**What is being asked:**
Extract every line below verbatim, leaving the pictures out of your answer.

**Data supplied:**
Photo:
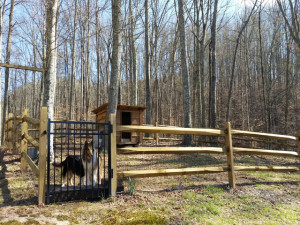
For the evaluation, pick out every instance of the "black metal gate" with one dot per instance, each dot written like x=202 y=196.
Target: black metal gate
x=66 y=177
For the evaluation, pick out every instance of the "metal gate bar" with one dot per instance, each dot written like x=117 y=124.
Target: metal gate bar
x=68 y=138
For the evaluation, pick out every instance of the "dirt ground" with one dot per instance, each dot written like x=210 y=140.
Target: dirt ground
x=260 y=197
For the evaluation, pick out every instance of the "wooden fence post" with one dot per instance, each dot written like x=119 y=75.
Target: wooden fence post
x=156 y=135
x=9 y=131
x=43 y=154
x=24 y=146
x=298 y=135
x=229 y=153
x=113 y=146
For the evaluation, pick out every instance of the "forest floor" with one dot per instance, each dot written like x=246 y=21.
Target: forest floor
x=259 y=198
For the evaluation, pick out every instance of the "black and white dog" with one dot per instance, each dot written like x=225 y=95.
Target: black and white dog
x=70 y=166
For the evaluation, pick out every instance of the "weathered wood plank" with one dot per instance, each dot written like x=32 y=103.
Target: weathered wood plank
x=169 y=150
x=170 y=172
x=32 y=165
x=265 y=152
x=267 y=168
x=298 y=136
x=21 y=67
x=264 y=135
x=24 y=146
x=229 y=154
x=170 y=130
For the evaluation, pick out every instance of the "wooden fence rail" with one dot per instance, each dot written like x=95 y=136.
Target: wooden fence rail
x=12 y=136
x=228 y=149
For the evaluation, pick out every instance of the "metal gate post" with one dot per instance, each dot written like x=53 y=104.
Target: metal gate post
x=113 y=147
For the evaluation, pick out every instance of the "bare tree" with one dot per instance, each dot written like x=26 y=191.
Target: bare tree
x=213 y=107
x=51 y=62
x=73 y=62
x=292 y=21
x=2 y=10
x=7 y=60
x=116 y=56
x=185 y=74
x=234 y=60
x=147 y=66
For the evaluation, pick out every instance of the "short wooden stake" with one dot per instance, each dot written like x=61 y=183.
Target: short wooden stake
x=113 y=151
x=24 y=146
x=229 y=153
x=42 y=154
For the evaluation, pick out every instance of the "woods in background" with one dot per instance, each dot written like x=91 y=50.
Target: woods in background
x=241 y=63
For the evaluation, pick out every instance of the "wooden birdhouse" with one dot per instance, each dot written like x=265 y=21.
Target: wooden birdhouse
x=126 y=115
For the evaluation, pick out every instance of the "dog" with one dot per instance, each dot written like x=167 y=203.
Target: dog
x=92 y=164
x=71 y=165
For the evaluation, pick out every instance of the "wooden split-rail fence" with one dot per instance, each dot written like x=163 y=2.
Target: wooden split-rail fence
x=229 y=150
x=40 y=143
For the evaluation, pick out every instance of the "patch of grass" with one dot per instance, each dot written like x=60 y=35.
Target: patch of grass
x=212 y=190
x=11 y=222
x=62 y=217
x=131 y=186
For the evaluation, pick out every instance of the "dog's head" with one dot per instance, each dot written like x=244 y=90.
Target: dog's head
x=87 y=151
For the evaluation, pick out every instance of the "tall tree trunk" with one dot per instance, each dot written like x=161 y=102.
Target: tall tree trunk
x=147 y=66
x=287 y=84
x=2 y=122
x=234 y=61
x=213 y=108
x=87 y=78
x=7 y=60
x=185 y=74
x=116 y=56
x=265 y=117
x=132 y=58
x=73 y=63
x=51 y=60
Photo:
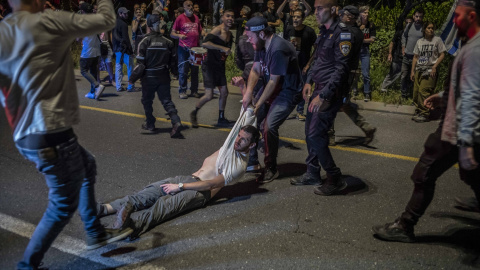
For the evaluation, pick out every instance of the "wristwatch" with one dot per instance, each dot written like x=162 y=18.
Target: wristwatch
x=322 y=96
x=180 y=186
x=461 y=143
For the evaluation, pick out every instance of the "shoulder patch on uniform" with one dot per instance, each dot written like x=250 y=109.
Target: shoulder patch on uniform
x=345 y=36
x=345 y=47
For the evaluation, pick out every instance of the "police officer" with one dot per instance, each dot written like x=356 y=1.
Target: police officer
x=156 y=55
x=349 y=15
x=330 y=73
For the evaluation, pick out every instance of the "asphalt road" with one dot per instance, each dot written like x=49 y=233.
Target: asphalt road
x=247 y=226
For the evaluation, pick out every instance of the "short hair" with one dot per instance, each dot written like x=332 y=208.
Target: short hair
x=252 y=131
x=228 y=10
x=363 y=8
x=247 y=10
x=426 y=24
x=301 y=11
x=419 y=10
x=257 y=14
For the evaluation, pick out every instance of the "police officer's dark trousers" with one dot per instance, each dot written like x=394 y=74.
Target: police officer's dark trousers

**Full response:**
Photo:
For the evaluation, pick out every instance of the "black metal gate" with one dot per instance, each dot written like x=202 y=196.
Target: black metal gate
x=66 y=177
For the evaluation, pick out every instance of the "metal gate bar" with one dot per instance, each dot written like x=117 y=124.
Target: metal gate bar
x=68 y=138
For the evaluation, pick out every instance of the "dirt ground" with one dot per instance, each dot written like x=210 y=140.
Target: dirt ground
x=260 y=197
For the evaluation, pick out every instance of the "wooden fence post" with one dot per instance, each dot written like x=119 y=75.
Target: wooden fence post
x=156 y=135
x=9 y=131
x=43 y=154
x=24 y=146
x=298 y=135
x=229 y=153
x=113 y=146
For the evaluation, pick out every instance of the "forest floor" with one dot per instance, each dot written like x=246 y=21.
Target: forest floor
x=259 y=198
For the evaluation, pick out every instance of the "black and white dog" with one dot per instance, each dot written like x=225 y=95.
Target: black and white dog
x=70 y=166
For the evaluation, pick out every instance of the "weathered wood plank" with one dot per instance, each dot written like x=32 y=103.
Target: weathered wood plank
x=169 y=150
x=170 y=172
x=32 y=165
x=265 y=152
x=267 y=168
x=298 y=136
x=21 y=67
x=264 y=135
x=24 y=146
x=229 y=154
x=170 y=130
For the evaluation, pick out every instance of the "wooden fence rail" with one dot per instance, each dot written like x=95 y=136.
Target: wooden fence rail
x=12 y=136
x=228 y=149
For the evaluation, pick out every instance of the "metal gate post" with one dot per instance, each dot written like x=53 y=104.
Target: metal gate post
x=113 y=147
For the evaluation, pick out every instance of the "bare tree" with one dot per instance, each dot written like x=26 y=191.
Target: bare tree
x=213 y=107
x=51 y=62
x=73 y=62
x=292 y=21
x=2 y=10
x=7 y=60
x=116 y=56
x=185 y=74
x=234 y=60
x=147 y=66
For the evaluation, pick out every instance of the "short wooden stake" with one dot per instance, each dot written like x=61 y=183.
Target: short wooden stake
x=113 y=151
x=24 y=146
x=229 y=153
x=42 y=154
For the evaluation, pick out every instance of the "woods in background" with one dot per instance, each dot written like x=91 y=50.
Target: woods in background
x=241 y=63
For the evaluation, pick out every instance of the "wooden birdhouse" with one dot per instance, each dot written like x=265 y=21.
Target: wooden birdhouse
x=126 y=115
For the evaluation, pick out every instance of the "dog" with one dot per instance, each dot written like x=167 y=203.
Target: dog
x=92 y=164
x=71 y=165
For the evaluation, pick out every instance of the "wooden split-rail fence" with one dot per instance, each dot written like x=163 y=2.
Target: wooden split-rail fence
x=229 y=150
x=40 y=143
For the evaluation, pick out every instance of the "patch of grass" with one dot per instance, each dot written like x=60 y=35.
Target: patch of grass
x=212 y=190
x=11 y=222
x=62 y=217
x=131 y=186
For the evaluation, pick out every instance of the "dog's head" with one dot per instance, each dot written like x=244 y=90.
Target: dog's head
x=87 y=151
For the evaluation, pick out every instance of the "tall tree trunk" with one dot per instance, each dot written like x=161 y=102.
Target: tall tree trunk
x=147 y=66
x=287 y=84
x=2 y=122
x=234 y=61
x=213 y=108
x=87 y=78
x=7 y=60
x=185 y=74
x=116 y=56
x=265 y=117
x=132 y=58
x=73 y=63
x=51 y=60
Photo:
For the evaluation, pick out every instance of the "wristwatch" with one dot per instance, each dot written like x=162 y=18.
Target: wristwatch
x=322 y=96
x=180 y=186
x=461 y=143
For the evaluation, pick out every instance of the "shoulder patch on uniform" with one dot per instance, each dot written like x=250 y=109.
Target: shoulder patch on uniform
x=345 y=36
x=345 y=47
For the evaluation, pick out every instance of the "police officer" with one dot per instance, each dot written like x=356 y=1.
Target: police officer
x=156 y=55
x=349 y=15
x=330 y=73
For the evaluation, pick out every instance of the "asphalt road" with one dot per instance, each dot written like x=49 y=233.
Target: asphalt road
x=247 y=226
For the evaluation, pick out every instance of the "short hair" with one dot per instance, each dot written like x=332 y=208.
Target: short hair
x=252 y=131
x=228 y=10
x=363 y=8
x=247 y=10
x=426 y=24
x=301 y=11
x=419 y=10
x=257 y=14
For the evaluation, pick out every instance of the "police officer's dark trousers" with one dot per instance, each dot written like x=394 y=74.
Target: police officer's dark trousers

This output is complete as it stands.